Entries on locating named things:
◆ ◆ ◆ ◆

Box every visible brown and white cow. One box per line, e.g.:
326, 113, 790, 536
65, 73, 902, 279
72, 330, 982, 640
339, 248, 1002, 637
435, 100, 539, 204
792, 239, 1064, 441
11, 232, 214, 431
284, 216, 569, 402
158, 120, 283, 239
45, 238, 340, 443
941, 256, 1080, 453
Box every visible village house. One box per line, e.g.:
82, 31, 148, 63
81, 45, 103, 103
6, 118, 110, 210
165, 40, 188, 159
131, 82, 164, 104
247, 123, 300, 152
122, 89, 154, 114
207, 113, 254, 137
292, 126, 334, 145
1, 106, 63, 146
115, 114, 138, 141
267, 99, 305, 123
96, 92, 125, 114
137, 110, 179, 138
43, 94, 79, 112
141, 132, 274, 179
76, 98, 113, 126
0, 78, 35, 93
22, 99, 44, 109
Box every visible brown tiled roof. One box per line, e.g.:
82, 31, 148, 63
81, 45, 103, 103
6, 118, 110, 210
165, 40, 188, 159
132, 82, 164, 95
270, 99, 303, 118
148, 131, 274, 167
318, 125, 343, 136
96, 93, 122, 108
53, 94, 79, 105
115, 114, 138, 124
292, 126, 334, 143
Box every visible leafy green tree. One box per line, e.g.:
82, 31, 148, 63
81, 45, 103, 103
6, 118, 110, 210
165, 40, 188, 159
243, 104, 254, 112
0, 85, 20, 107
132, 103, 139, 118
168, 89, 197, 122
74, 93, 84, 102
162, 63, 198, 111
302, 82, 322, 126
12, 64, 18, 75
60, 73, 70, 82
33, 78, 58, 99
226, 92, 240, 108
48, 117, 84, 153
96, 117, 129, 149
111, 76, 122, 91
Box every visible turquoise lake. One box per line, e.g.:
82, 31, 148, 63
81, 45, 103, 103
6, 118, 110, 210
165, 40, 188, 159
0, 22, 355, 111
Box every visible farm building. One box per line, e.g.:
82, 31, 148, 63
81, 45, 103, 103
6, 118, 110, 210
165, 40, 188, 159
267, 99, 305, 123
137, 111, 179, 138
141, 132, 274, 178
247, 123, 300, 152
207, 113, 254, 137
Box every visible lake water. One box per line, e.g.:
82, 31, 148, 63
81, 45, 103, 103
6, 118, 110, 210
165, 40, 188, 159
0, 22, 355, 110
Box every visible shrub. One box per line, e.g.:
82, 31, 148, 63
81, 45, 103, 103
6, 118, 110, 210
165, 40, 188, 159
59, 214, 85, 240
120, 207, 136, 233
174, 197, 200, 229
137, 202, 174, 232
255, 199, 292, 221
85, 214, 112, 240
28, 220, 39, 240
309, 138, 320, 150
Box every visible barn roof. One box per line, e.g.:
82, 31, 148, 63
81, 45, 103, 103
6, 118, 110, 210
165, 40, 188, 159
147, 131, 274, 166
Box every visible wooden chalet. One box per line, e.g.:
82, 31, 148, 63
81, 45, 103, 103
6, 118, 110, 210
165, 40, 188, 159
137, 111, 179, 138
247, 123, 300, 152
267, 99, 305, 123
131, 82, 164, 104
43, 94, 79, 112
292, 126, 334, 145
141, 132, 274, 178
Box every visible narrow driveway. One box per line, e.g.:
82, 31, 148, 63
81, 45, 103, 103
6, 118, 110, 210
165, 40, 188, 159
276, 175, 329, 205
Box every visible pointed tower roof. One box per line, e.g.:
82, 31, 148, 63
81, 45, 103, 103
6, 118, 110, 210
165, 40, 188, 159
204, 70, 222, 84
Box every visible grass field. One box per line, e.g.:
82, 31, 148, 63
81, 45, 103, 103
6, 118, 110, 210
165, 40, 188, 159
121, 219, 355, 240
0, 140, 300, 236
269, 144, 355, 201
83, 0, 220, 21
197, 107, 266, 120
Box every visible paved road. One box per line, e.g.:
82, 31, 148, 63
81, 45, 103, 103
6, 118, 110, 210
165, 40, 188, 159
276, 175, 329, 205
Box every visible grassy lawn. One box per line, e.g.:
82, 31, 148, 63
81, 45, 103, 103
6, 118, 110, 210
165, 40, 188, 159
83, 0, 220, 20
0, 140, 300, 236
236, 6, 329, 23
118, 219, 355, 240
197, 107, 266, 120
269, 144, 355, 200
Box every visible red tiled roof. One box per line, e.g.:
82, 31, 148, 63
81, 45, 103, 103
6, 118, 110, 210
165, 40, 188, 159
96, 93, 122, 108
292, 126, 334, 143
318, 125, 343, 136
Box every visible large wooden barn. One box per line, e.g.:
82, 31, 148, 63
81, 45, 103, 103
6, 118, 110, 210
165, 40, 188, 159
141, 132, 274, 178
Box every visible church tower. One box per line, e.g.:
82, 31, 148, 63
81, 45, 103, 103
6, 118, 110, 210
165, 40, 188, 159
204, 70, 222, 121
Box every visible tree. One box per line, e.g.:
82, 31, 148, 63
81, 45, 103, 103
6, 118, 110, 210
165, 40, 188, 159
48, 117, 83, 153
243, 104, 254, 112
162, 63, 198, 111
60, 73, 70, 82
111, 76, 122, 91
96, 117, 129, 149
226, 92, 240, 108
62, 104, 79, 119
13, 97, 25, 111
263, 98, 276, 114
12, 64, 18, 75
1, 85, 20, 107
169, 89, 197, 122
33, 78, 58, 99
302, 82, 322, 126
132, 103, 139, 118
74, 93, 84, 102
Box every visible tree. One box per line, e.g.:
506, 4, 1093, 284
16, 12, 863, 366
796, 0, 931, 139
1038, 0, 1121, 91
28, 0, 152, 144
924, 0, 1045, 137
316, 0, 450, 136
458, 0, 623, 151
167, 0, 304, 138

◆ ◆ ◆ ◆

▶ **Required task**:
Turn these lines into a numbered list, leaving out any blank lines.

▶ **Task result**:
1. Box every visible brown and white cow. One box per line, e.g.:
2. 326, 113, 790, 536
3. 65, 73, 902, 279
4. 72, 330, 982, 640
5. 339, 248, 1002, 637
6. 435, 100, 539, 204
7. 792, 239, 1064, 441
8. 11, 232, 214, 431
9. 284, 216, 569, 402
10. 158, 120, 283, 239
11. 45, 238, 340, 443
12. 941, 256, 1080, 453
13. Box every visible village house. One box per line, e.g.:
14. 82, 31, 148, 63
15. 81, 45, 103, 103
16. 6, 118, 110, 210
17. 165, 40, 188, 159
18. 131, 82, 164, 104
19. 247, 123, 300, 152
20. 122, 89, 154, 114
21. 207, 113, 254, 137
22. 292, 126, 334, 145
23. 1, 106, 63, 146
24. 115, 114, 138, 141
25. 267, 99, 305, 123
26. 96, 92, 125, 114
27. 137, 110, 179, 138
28. 43, 94, 79, 112
29. 141, 132, 274, 179
30. 76, 98, 113, 126
31. 0, 78, 35, 93
32. 22, 99, 44, 109
33. Box every visible brown tiled roof. One box per line, e.g.:
34. 82, 31, 148, 63
35. 81, 45, 103, 103
36. 6, 118, 110, 210
37. 165, 40, 188, 159
38. 132, 82, 164, 95
39. 270, 99, 303, 118
40. 148, 131, 274, 167
41. 318, 125, 343, 136
42. 96, 93, 122, 108
43. 53, 94, 79, 105
44. 115, 114, 138, 124
45. 292, 126, 334, 143
46. Box every visible leafy green tree. One box per line, e.g.:
47. 82, 31, 148, 63
48. 81, 45, 103, 103
49. 6, 118, 110, 210
50. 165, 40, 188, 159
51. 243, 104, 254, 112
52. 0, 85, 20, 107
53. 132, 103, 139, 118
54. 168, 89, 197, 122
55. 74, 93, 84, 102
56. 162, 63, 198, 111
57. 302, 82, 322, 126
58. 12, 64, 18, 75
59. 60, 73, 70, 82
60. 33, 78, 58, 99
61. 226, 92, 240, 108
62. 48, 117, 84, 153
63. 96, 117, 129, 149
64. 111, 76, 122, 91
65. Box every visible turquoise lake. One box per line, e.g.:
66. 82, 31, 148, 63
67. 81, 45, 103, 103
68. 6, 118, 110, 210
69. 165, 40, 188, 159
70. 0, 22, 355, 111
71. Box every visible farm building. One box per line, e.g.:
72. 82, 31, 148, 63
73. 81, 45, 103, 103
74. 6, 118, 110, 210
75. 165, 40, 188, 159
76. 267, 99, 305, 123
77. 137, 111, 179, 138
78. 141, 132, 274, 178
79. 247, 123, 300, 152
80. 207, 113, 254, 137
81. Box every visible lake water. One box per line, e.g.:
82. 82, 31, 148, 63
83. 81, 45, 103, 103
84. 6, 118, 110, 210
85. 165, 40, 188, 159
86. 0, 22, 355, 110
87. Box every visible shrub. One box per line, e.g.:
88. 82, 31, 148, 63
89. 81, 45, 103, 103
90. 6, 118, 110, 210
91. 165, 40, 188, 159
92. 59, 214, 85, 240
93. 120, 207, 136, 233
94. 174, 197, 200, 229
95. 137, 202, 174, 232
96. 255, 199, 292, 221
97. 85, 214, 112, 240
98. 28, 220, 39, 240
99. 309, 138, 320, 150
100. Box every visible barn roof. One box per line, e.g.:
101. 82, 31, 148, 63
102. 81, 45, 103, 103
103. 6, 118, 110, 210
104. 165, 40, 188, 159
105. 147, 131, 274, 166
106. Box every visible wooden chalet. One box per line, e.g.:
107. 82, 31, 148, 63
108. 81, 45, 103, 103
109. 6, 118, 110, 210
110. 165, 40, 188, 159
111. 137, 111, 179, 138
112. 247, 123, 300, 152
113. 267, 99, 305, 123
114. 131, 82, 164, 104
115. 43, 94, 79, 112
116. 292, 126, 334, 145
117. 141, 132, 274, 178
118. Box every visible narrow driveway. One box per line, e.g.:
119. 82, 31, 148, 63
120. 81, 45, 103, 103
121. 6, 118, 110, 210
122. 165, 40, 188, 159
123. 276, 175, 329, 205
124. Box every visible pointed tower roof. One box per line, e.g.:
125. 82, 31, 148, 63
126. 81, 45, 103, 103
127. 6, 118, 110, 210
128. 165, 40, 188, 159
129. 204, 70, 222, 84
130. Box every visible grass field. One box per line, e.g.:
131. 82, 31, 148, 63
132. 81, 45, 103, 103
133. 6, 118, 110, 210
134. 165, 40, 188, 159
135. 121, 219, 355, 240
136. 0, 140, 300, 236
137. 269, 144, 355, 201
138. 83, 0, 220, 21
139. 197, 107, 266, 120
140. Box every visible paved road. One box per line, e.g.:
141. 82, 31, 148, 63
142. 81, 45, 103, 103
143. 6, 118, 110, 210
144. 165, 40, 188, 159
145. 276, 175, 329, 205
146. Box every visible grassy lawn. One box per line, e.g.:
147. 82, 31, 148, 63
148. 81, 45, 103, 103
149. 6, 118, 110, 210
150. 165, 40, 188, 159
151. 83, 0, 220, 20
152. 0, 140, 300, 236
153. 236, 6, 329, 23
154. 118, 219, 355, 240
155. 197, 107, 266, 120
156. 269, 144, 355, 200
157. Box every visible red tiled roof. One box per line, e.g.:
158. 82, 31, 148, 63
159. 81, 45, 103, 103
160. 6, 118, 110, 210
161. 165, 40, 188, 159
162. 96, 93, 122, 108
163. 292, 126, 334, 143
164. 318, 125, 343, 136
165. Box every visible large wooden barn. One box per line, e.g.:
166. 82, 31, 148, 63
167. 81, 45, 103, 103
168. 6, 118, 110, 210
169. 165, 40, 188, 159
170. 141, 132, 274, 178
171. Box every visible church tower. One box per line, e.g.:
172. 82, 31, 148, 63
173. 81, 45, 103, 103
174. 6, 118, 110, 210
175. 165, 40, 188, 159
176. 204, 70, 222, 121
177. Box every visible tree. One box per line, e.g.:
178. 82, 31, 148, 63
179. 81, 45, 103, 103
180. 6, 118, 110, 210
181. 165, 40, 188, 159
182. 48, 117, 83, 153
183. 243, 104, 254, 112
184. 162, 63, 198, 111
185. 60, 73, 70, 82
186. 111, 76, 122, 91
187. 96, 117, 129, 149
188. 226, 92, 240, 108
189. 62, 104, 79, 119
190. 13, 97, 25, 111
191. 263, 98, 276, 114
192. 12, 64, 18, 75
193. 1, 85, 20, 107
194. 169, 89, 197, 122
195. 33, 78, 58, 99
196. 302, 82, 322, 126
197. 132, 103, 139, 118
198. 74, 93, 84, 102
199. Box every visible tree. One box per line, e.g.:
200. 506, 4, 1093, 284
201. 16, 12, 863, 366
202. 796, 0, 931, 139
203. 1038, 0, 1121, 91
204. 28, 0, 152, 144
205. 924, 0, 1045, 137
206. 316, 0, 450, 136
207. 458, 0, 623, 151
208. 167, 0, 304, 138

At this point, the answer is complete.